What you will do: Exclude all pictures, then copy each of the records exactly as written.

Given entries:
** START **
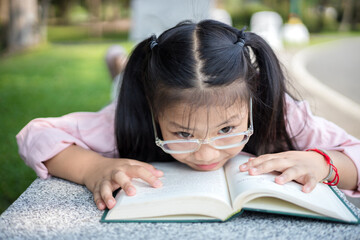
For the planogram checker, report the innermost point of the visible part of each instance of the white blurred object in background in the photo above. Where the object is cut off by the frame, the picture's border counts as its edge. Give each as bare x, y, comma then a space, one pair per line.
295, 32
268, 25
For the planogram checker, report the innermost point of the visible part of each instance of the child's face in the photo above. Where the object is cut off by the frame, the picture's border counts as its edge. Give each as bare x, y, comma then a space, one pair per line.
204, 123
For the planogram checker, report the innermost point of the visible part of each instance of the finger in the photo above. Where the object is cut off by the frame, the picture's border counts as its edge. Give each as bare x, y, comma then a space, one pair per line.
144, 174
245, 166
106, 194
310, 184
149, 167
269, 165
288, 175
124, 181
98, 200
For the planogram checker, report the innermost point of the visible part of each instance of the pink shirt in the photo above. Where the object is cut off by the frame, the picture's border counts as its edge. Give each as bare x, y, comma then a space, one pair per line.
43, 138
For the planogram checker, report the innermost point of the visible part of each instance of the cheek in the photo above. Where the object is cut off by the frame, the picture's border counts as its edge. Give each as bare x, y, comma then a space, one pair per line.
181, 157
232, 152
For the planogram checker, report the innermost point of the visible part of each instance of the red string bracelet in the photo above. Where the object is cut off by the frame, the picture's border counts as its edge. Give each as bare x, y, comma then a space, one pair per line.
328, 160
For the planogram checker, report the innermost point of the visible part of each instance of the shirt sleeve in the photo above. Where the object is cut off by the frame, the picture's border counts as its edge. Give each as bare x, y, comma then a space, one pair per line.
43, 138
309, 131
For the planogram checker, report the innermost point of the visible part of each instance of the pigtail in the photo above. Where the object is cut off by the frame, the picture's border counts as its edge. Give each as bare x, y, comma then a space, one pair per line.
268, 88
133, 125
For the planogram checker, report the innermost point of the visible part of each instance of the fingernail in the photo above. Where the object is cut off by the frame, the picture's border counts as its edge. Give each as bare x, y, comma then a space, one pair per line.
306, 189
159, 172
131, 191
101, 205
157, 183
110, 202
243, 167
280, 179
253, 170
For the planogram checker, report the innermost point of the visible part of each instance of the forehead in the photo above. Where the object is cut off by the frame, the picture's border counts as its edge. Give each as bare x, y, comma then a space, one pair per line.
185, 113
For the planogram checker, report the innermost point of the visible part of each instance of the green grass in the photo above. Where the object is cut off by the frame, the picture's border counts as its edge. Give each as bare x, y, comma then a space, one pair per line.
45, 82
71, 33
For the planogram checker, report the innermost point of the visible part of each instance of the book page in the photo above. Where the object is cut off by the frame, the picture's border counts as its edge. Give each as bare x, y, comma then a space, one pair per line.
244, 188
180, 184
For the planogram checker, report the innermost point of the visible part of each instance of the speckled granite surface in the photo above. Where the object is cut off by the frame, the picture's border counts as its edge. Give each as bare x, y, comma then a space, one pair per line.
58, 209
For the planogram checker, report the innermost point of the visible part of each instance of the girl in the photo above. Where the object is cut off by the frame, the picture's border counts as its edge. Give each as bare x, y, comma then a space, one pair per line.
199, 94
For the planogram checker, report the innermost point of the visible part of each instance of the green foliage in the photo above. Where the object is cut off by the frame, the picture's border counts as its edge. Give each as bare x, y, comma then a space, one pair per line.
47, 82
241, 15
74, 33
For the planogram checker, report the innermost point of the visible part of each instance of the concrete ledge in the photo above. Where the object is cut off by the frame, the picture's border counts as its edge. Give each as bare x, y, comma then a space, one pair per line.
59, 209
316, 87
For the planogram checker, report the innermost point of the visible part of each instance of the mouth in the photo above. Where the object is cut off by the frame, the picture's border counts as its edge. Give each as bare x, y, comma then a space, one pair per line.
208, 166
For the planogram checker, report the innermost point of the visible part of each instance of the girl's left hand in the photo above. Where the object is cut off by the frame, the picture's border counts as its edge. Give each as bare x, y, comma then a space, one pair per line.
306, 168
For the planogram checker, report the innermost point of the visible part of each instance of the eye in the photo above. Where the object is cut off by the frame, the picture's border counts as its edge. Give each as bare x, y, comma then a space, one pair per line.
226, 130
183, 135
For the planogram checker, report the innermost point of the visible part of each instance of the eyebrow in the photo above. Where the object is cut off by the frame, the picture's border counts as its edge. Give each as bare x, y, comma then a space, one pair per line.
175, 124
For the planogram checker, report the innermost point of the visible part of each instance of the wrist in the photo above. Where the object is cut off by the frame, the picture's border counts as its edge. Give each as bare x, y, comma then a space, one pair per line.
332, 177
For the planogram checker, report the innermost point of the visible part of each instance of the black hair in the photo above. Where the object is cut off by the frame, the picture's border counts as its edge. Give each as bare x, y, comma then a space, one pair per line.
198, 63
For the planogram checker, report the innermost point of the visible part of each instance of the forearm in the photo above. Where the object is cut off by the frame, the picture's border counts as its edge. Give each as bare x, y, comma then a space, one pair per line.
73, 163
346, 169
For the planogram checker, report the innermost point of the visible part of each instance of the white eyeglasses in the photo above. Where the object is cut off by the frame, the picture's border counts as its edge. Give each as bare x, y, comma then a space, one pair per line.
192, 145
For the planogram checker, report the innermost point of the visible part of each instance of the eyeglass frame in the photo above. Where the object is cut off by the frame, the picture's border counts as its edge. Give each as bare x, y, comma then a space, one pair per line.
160, 143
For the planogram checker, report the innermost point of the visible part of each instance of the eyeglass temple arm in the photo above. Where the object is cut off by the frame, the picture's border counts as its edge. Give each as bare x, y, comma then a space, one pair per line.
153, 123
251, 118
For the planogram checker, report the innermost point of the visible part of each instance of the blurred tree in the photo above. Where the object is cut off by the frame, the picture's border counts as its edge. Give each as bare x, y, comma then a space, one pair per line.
348, 16
43, 11
22, 30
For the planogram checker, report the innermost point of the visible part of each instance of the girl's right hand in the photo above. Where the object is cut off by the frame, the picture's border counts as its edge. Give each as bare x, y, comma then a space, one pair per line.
113, 173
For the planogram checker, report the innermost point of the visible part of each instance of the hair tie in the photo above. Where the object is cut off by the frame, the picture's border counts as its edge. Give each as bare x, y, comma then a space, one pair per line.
153, 43
241, 37
241, 42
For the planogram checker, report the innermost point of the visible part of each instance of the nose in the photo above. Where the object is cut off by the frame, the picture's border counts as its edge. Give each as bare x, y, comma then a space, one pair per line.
206, 153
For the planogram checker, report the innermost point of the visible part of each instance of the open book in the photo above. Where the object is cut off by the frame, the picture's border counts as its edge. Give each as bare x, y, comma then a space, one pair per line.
190, 195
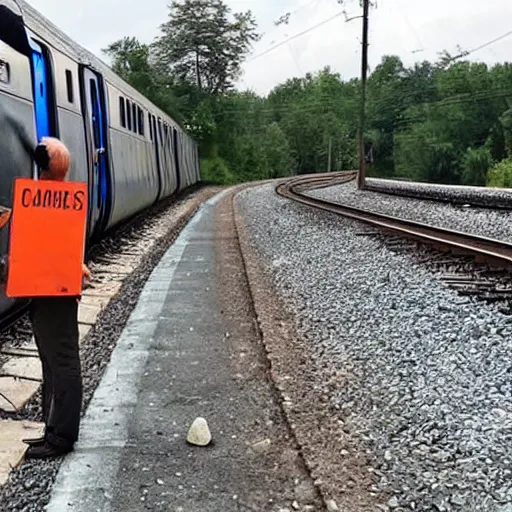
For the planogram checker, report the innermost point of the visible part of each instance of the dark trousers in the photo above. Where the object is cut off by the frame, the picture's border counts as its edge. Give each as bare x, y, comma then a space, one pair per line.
55, 325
** END **
Worked solution:
For the planogram checker, report the innermost point of the visible part of each instance of the white blurred object in background in the photo above. Where the object is cut off by the frame, the picture's border counts as its edge. Give each as bare x, y, comma then a space, one pair per line.
295, 32
268, 25
For the planogram checker, report the innermost point of the visible part of each instance of the child's face in the photo above. Where the object is cut off by the frame, the picture's border counts as its edge. Give each as bare x, y, comma then a space, one pair per line.
204, 123
For the planogram checker, report the innermost point of the visible part of each instance of the finger in the photo above. Where the object is cut off by the frame, the picture's border counts as its edge. Give each as bare x, y, comma then a space, one pair per line.
144, 174
245, 166
106, 194
310, 184
149, 167
269, 165
288, 175
124, 181
98, 200
For the planogram checker, report the innermost point of the visible part of each instance of the pink shirt in the photo above. Where the object is cut off by the frame, the picture's border counts as its edge. Give each as bare x, y, comma then a space, one pair per line.
43, 138
For the planogram checker, report the innermost point of the visible part of each instance of the cheek in the photo above. Where the object is cut off by the frame, the picture's border counts as its edge. Give each as bare x, y, comma then a space, one pair per line.
181, 157
232, 152
For the planogram checker, report the innermost point of the visible part of each instance of the red string bracelet in the photo above. Where the object is cut off by the frame, the picture's border counts as its edge. Give each as bare x, y, comma then a space, one pair per line.
328, 160
For the planogram checker, report the innermost point of the visible part of each instance of the shirt sleeve in the photo above. Where the object is cut off by the frame, the picture's border counts as its edge. Give each as bare x, y, comma then a space, one pair per line.
43, 138
309, 131
For the planogram checker, report the innermost point of the visible part of each instance of the pigtail in the photo above. Where the object is cut off by the frame, the picture's border counts as its edge. Give each as bare x, y, comma then a space, one pair per line.
268, 88
133, 125
For the planogram checker, report the innermost point of the visible part of each instance of the fingernail in the photo above. Where the object is cut off by the frame, the picture's border counts as its edge. Give each as bare x, y, comma then a space, one pair per line.
306, 189
159, 172
131, 191
101, 205
157, 183
110, 202
243, 167
280, 179
253, 170
For the planogram checker, report the innermost point of the visible part of each instance of the forehead in the photo above. Where the object is cut off by the frame, the picture's border counts as its edge. Give each as bare x, y, comma then a space, one pair per line.
185, 113
For the planogram checker, report the innermost point of the visible part of each instance of the green grass in the photo above. Where the object is cut off by the frame, the picture's border counts as its edge. Give each as bare x, y, comma then a space, one pair per line.
45, 82
71, 33
For the planogram checker, report the innermost point of the visible part of each instance of the book page in the photo above. Where the object is cut off by the frame, the picture's border counts as its edge. Give each as bare x, y, comma then a space, one pair per line.
244, 188
180, 184
For the planogram checker, report the innermost point of the visible part of each instance of the speckled granite surface in the photo above. Where the object is cut off by the frame, the picture's border counts as its edge. Give each as bare x, y, comma then a space, one pair per line.
58, 209
For the planogram checker, report the innermost point of the visible part of each instance of the girl in the photo above. Where the object is cut off by the frame, the picture's border counts as its edge. Give each as bare x, y, comma then a space, one pair per line.
199, 94
For the planogram checker, report the innermost point of the visible part of each instance of the green foliage in the photo above. Where the object is cut off by the frame, the picture's border counts as its edge. Give each as bare x, y, comma then a space, one pair per line.
47, 82
241, 15
74, 33
For the planogram checker, report the innermost point of the visible part of each instance of the concrete ledge in the photo above. Where the object is cut off by the frame, the picture's border counts as its edge. Give each as bare x, y, comma then a space, one pair per line.
59, 209
316, 87
For the planogram checker, report the innermost point of the visible part of each instance of the mouth in the photo above. Where the object is cut off by the frame, the picture's border counts as its edge. Give each as bare x, y, comma then a space, one pair per line.
208, 166
For the planogram checker, report the innermost point of the visible part of each instance of the girl's left hand in the photo above. Where the object is cut off by the frame, the picture's border counts as its edge. Give each as bare x, y, comma then a space, one pair per line.
306, 168
For the planogram checker, report the innermost point of the visible part of each instance of the eye in the photo above. Where the object is cut off by the frame, the picture's border counts as its edge. Give each as bare x, y, comma then a space, one pair per line.
226, 130
183, 135
For the planogram checker, report the innermost point of the visible part of each instance of the eyebrow in the photo above. Where the object is cut off by the frame, the picture's border counts as its edge. Give each as bare x, y, comma then a space, one pair per line.
175, 124
For the planogram checker, report the innermost point of the visible part of each instance of the wrist in the photo above. Where the object is cut off by the frame, the picture's border counts as its edge. Give each as bare x, y, comma then a space, one pair per line.
332, 177
For the planogram checker, report the innermost point of the visible part of each instance of the black hair in the photo above. Where the object is cut off by the frame, the picture's border counts as its edge. Give each as bare x, y, comma then a space, one pair per line.
198, 63
For the planogram checker, report the innermost point of the visible part of each instance of the forearm in the photo above. Where the object is cut off by the frame, the picture's border counts as its edge. Give each as bare x, y, comma then a space, one pair per line.
73, 163
346, 169
For the planogram checker, report the innermost point of the visible part of each instance of the white eyeglasses in the photo above. Where the object is cut off by the frame, the picture's border counts as its edge. Give each as bare x, y, comma then a space, one pair per line.
192, 145
For the planogram checker, report the innermost point of the visible part of each instance of the eyeglass frame in the photo above. Where the object is cut off by the frame, the picture's border counts as its edge. Give each as bare x, y, comma then a space, one pair per line.
160, 143
For the planogram checker, report the innermost point of the visible part of each instance of the eyeglass temple arm in the photo above. Where the object is cut off by the frame, the picture's border counts as its edge. Give each as bare x, y, comma then a space, one pair per line.
153, 123
251, 118
For the planogram checker, report the innermost point of the visible part of each instance of the blurred tree in the photo above. Where the object is cut off by the frame, the picture's border counts as its edge. Give each as bare x, y, comma then a space, one pair per line.
348, 16
43, 11
22, 30
For the planogram checker, report the innermost point of the visible part of each instance of the girl's right hand in the photo above. Where the object is cut off by the frame, the picture's border counts as its edge. Give each as bare x, y, comma then a space, one pair per line.
113, 173
For the planogram checker, report the innermost point of the visible part of each instance of the hair tie in the photo above. Where the object is cut off by the frame, the picture's border counts as its edge. Give each as bare x, y, comma then a space, one pair per line.
153, 43
241, 37
241, 42
For the planogram checker, report the innermost point of the visible part of each instance of the nose in the photo above. Where the object is cut off by the frame, the picture's border counts as its edge. Give each as bare x, y, comma then a space, one pair per line.
206, 153
For the planogram checker, report the innermost point of the visible part of each instance of the open book in the photo above. Where the object is cut off by the frame, the picture's border counts as its edge. Give each as bare x, y, comma then a space, one pair per line.
190, 195
For the planogram checker, report the innermost point of the visible part of each instance of the dark trousers in the photo above. Where the object is cut off by the frame, the picture's border counts as its edge. Give each as bare x, y, comma then a space, one pair per line.
55, 325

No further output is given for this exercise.